───── Stored data ─────
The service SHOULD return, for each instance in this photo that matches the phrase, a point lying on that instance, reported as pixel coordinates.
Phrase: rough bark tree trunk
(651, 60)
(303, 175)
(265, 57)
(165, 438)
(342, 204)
─────
What you need to do: Give the entries again in full, exactly as they were written above.

Reply to the exercise:
The service SHOULD return, for each instance in this photo that matches the phrase, a point lying on that instance, reported as pixel coordinates.
Phrase: rough bark tree trunk
(651, 60)
(303, 175)
(265, 57)
(165, 438)
(342, 204)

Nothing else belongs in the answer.